## INPUT MATERIAL
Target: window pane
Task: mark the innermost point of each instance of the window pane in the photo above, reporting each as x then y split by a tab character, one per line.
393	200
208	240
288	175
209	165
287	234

## THE PROBLEM
Repeat the material above line for line, without changing anything.

## RESPONSE
Target: window pane
Task: mark the innermost point of each instance of the window pane in the photo above, reporting each as x then y split by a tab character, one per line.
393	200
208	240
288	175
209	165
287	234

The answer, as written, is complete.